** Start of Task data **

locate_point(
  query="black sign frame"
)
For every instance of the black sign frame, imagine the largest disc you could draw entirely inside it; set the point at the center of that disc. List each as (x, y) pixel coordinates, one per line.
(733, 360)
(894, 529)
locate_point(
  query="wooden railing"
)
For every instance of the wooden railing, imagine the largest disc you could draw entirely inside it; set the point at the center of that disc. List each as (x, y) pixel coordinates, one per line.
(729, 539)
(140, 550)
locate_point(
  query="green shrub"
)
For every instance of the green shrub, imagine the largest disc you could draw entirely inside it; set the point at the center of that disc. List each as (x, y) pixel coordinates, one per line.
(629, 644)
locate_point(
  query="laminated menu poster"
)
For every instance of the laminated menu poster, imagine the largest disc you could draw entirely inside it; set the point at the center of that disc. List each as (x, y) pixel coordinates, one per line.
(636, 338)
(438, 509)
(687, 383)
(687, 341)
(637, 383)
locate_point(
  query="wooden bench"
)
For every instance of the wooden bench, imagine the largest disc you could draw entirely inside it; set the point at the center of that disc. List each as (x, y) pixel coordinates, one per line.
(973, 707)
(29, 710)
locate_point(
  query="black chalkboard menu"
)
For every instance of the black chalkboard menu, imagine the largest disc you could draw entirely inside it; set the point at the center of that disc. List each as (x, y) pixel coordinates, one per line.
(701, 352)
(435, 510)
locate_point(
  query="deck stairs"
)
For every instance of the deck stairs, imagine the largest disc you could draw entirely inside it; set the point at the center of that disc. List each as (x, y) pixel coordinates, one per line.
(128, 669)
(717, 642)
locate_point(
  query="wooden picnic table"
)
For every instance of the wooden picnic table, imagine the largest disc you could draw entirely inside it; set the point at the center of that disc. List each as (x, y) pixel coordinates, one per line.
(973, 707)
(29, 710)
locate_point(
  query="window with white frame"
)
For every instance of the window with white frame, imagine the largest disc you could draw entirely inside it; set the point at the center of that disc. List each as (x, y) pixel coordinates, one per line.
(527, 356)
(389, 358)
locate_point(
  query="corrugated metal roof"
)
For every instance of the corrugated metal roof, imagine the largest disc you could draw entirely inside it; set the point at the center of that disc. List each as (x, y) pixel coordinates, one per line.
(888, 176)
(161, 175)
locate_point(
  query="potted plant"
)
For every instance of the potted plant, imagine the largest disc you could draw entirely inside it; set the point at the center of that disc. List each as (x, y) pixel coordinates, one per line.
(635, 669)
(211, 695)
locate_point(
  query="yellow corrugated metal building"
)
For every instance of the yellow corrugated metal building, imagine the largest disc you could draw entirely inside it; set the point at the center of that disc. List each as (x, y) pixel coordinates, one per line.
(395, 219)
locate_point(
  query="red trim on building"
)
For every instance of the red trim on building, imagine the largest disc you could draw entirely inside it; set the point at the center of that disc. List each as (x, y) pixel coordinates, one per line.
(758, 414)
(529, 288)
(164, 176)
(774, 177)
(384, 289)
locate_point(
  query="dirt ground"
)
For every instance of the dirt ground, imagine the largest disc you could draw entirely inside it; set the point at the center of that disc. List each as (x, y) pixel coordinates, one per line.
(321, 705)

** End of Task data **

▶ **Exercise task**
Every line above needs to be retyped exactly.

▶ **Output below**
locate_point(
  query="black sign frame"
)
For every instance of the black sign frame, imagine the largest disc you could draw entirely inside it; set the point at the center of that disc. List each as (x, y) pixel coordinates, one per line.
(733, 360)
(894, 529)
locate_point(
  query="wooden railing"
)
For every instance of the wooden railing, imagine the largest disc you could draw entirely inside it; set the point at the center of that disc. List each as (x, y) pixel coordinates, one per line.
(729, 539)
(140, 550)
locate_point(
  query="green shrub"
)
For every instance of the green shrub, imagine the largest disc you could draw entirely inside it; set the point at the center of that disc. List each as (x, y) pixel coordinates, one per line.
(629, 644)
locate_point(
  query="laminated menu poster"
)
For every instance of the laminated menu poster, imagine the largest disc you could draw entirely inside it; set the point at the center of that disc. List each as (x, y) pixel coordinates, one per line.
(636, 338)
(438, 509)
(687, 383)
(687, 341)
(637, 383)
locate_point(
  query="wooden bench"
)
For every instance of the wooden bench, imagine the largest disc you could draw entirely inside it; set the point at the center of that disc. List each as (x, y) pixel coordinates, one per line.
(973, 707)
(29, 710)
locate_point(
  query="black chalkboard menu"
)
For every instance of the black chalkboard menu, imagine the largest disc you could draw entirely inside it; set the point at the center of that disc. List each as (x, y) pixel coordinates, one per line.
(701, 352)
(435, 510)
locate_point(
  query="deck stairs"
)
For every instance of the deck stairs, imagine the largest disc you could draw entirely inside it; set the point at the center of that disc. List each as (x, y) pixel coordinates, one per line.
(128, 669)
(717, 642)
locate_point(
  query="wooden picnic table"
)
For every instance of the wooden picnic table, imagine the largest disc you could draw entirely inside it; set the point at the center of that disc. List each as (x, y) pixel coordinates, one per line.
(973, 707)
(29, 710)
locate_point(
  query="window with white frame"
)
For every instance of the window with white frame, imagine the largest disc you could draw entirely inside it; set the point at the center of that disc. List each as (x, y) pixel coordinates, one per line.
(527, 356)
(389, 358)
locate_point(
  query="corrugated metal roof"
)
For every instance of the corrugated metal roof, imagine the largest disc you could draw entirely inside it; set the point at the center of that disc. List each as (x, y) pixel coordinates, one per line.
(888, 176)
(161, 175)
locate_point(
  query="potted plant"
)
For every instance of the potted plant, imagine the largest disc you could draw entirely inside it; set the point at the center of that disc. List each as (x, y) pixel coordinates, one per line.
(635, 669)
(211, 695)
locate_point(
  query="yellow corrugated metal building"
)
For every instance of the yellow corrugated metal building, imagine the largest disc you could draw entirely inside it; set the point at the center of that disc. List each as (x, y) pixel coordinates, one per line.
(395, 219)
locate_point(
  query="red trim on building"
)
For every instance of the red trim on building, imagine the largest disc you could draw entirely inside it; set the point at the center of that disc. List each as (x, y) pixel coordinates, one per line.
(758, 414)
(529, 288)
(164, 176)
(774, 177)
(384, 289)
locate_point(
  query="dirt ground"
)
For every instance of the dirt ground, imagine the largest disc you could draw entirely inside it; set the point at the center of that disc. List each as (x, y) pixel coordinates, one per line.
(321, 705)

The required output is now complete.